(Dataset entries)
* Begin *

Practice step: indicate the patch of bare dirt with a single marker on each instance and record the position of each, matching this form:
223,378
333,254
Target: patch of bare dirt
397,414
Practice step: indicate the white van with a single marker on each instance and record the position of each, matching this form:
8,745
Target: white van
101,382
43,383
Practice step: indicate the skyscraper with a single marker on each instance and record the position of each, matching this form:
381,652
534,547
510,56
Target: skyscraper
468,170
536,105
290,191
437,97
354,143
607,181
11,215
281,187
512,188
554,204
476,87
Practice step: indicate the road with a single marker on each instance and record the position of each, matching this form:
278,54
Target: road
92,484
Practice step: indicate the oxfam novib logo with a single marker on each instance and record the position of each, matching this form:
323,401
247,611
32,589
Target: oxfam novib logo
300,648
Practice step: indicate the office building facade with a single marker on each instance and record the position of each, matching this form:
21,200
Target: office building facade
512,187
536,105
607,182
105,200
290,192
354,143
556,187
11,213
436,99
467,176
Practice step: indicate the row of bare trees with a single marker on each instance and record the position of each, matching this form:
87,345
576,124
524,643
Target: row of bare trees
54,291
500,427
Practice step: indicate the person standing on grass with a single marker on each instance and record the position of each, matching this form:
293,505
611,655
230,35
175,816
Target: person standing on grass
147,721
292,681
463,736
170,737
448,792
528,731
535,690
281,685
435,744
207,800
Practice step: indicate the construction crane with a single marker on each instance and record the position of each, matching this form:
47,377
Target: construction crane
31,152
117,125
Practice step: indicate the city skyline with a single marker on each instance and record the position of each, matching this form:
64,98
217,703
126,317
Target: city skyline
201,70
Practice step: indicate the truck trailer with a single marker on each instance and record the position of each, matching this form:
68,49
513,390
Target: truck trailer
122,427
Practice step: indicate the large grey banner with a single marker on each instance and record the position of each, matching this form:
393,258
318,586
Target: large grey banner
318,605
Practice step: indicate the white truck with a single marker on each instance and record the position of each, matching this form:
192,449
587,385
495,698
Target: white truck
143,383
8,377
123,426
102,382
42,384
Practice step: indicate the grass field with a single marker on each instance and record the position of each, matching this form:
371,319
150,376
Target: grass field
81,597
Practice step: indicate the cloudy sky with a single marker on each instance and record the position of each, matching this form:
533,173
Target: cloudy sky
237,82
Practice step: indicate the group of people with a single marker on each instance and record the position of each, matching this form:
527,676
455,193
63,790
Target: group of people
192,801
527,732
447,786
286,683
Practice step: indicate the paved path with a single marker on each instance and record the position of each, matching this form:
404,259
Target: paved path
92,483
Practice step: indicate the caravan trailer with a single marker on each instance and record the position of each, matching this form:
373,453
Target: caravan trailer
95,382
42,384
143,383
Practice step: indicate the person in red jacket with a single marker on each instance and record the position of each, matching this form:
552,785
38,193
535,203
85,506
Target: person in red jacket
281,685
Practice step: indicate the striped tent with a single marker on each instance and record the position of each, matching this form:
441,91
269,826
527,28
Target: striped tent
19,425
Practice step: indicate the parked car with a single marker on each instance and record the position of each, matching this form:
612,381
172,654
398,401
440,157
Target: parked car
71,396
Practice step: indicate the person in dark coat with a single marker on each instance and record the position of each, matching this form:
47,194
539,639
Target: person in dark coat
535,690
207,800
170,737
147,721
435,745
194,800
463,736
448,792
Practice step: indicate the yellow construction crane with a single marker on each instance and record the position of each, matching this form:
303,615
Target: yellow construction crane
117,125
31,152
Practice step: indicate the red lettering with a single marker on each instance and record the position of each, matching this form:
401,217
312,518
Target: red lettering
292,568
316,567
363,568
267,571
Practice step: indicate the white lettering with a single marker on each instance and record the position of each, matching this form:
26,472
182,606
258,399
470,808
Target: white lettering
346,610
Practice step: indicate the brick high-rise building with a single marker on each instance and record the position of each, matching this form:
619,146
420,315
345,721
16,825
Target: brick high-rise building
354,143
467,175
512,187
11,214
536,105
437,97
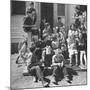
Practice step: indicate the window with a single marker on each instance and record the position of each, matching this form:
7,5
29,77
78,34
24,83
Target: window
17,7
61,10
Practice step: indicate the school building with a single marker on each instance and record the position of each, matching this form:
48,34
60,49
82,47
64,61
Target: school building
50,10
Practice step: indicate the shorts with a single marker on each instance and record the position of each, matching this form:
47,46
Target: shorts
72,51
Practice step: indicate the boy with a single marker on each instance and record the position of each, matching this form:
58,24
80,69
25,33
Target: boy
57,65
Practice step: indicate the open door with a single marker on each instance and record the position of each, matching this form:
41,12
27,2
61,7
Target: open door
47,12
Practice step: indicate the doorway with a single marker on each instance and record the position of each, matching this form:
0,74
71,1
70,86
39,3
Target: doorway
47,12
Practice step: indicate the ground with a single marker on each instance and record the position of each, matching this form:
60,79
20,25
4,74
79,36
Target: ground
20,81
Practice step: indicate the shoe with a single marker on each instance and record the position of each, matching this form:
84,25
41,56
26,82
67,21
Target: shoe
69,81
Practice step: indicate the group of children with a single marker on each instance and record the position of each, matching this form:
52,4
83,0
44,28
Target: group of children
53,50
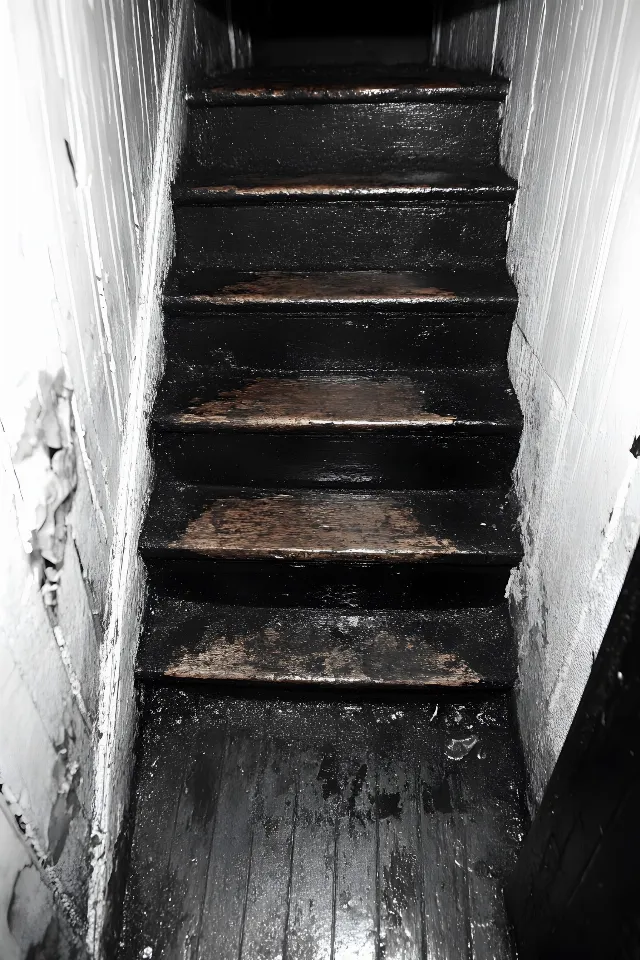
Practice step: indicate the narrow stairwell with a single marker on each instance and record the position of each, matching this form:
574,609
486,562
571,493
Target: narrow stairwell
329,765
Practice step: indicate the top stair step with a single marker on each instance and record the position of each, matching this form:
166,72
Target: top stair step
344,121
366,84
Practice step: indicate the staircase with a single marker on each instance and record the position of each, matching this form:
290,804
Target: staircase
328,765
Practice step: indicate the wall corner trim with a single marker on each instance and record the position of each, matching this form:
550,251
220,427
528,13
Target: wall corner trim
126,581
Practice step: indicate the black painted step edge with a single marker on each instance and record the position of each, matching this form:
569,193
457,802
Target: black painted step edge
398,92
230,194
202,303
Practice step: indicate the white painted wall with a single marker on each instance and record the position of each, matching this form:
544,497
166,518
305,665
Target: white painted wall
572,139
92,109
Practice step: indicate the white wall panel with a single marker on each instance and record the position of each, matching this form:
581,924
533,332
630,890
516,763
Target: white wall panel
571,138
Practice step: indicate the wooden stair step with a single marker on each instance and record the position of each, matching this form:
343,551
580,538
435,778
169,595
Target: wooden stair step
479,400
202,291
419,186
364,84
452,527
289,645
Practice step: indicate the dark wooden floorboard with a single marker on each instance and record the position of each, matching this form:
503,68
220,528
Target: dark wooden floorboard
225,897
314,828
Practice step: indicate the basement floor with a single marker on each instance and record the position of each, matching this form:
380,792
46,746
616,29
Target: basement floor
306,828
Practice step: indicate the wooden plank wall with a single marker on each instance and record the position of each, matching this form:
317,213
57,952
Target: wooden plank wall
571,138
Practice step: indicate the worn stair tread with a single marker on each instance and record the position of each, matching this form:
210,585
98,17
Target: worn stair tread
478,399
188,640
305,827
460,526
434,185
201,291
362,84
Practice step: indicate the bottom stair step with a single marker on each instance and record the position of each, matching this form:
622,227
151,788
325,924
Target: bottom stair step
306,828
449,648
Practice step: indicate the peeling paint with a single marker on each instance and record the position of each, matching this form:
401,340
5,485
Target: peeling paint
45,465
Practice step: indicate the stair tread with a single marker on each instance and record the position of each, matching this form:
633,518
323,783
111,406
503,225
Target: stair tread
189,640
294,826
196,186
202,290
361,84
435,400
461,526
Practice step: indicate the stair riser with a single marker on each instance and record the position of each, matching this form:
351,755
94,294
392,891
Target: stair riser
304,51
372,460
351,137
342,236
329,585
335,342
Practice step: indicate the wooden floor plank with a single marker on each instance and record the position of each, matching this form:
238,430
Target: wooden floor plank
274,834
356,906
399,887
230,853
166,741
195,822
311,894
342,828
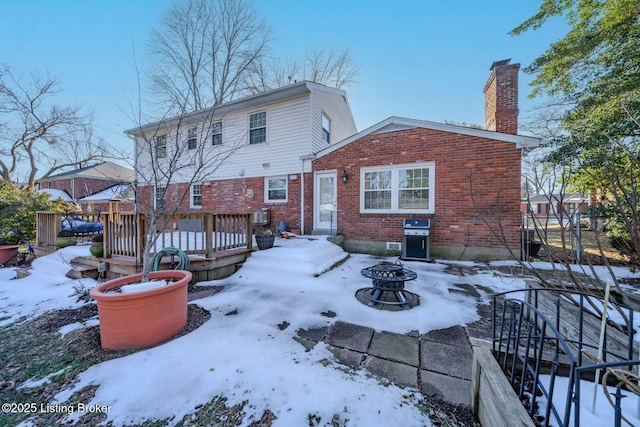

* End *

- _Problem_
Extract every line of the records that contains the string "jacket", matching case exactly.

- _Result of this task_
Practice step: indicate the person in red jacket with a single marker on each instance and record the position of each, matching this form:
Target: person in red jacket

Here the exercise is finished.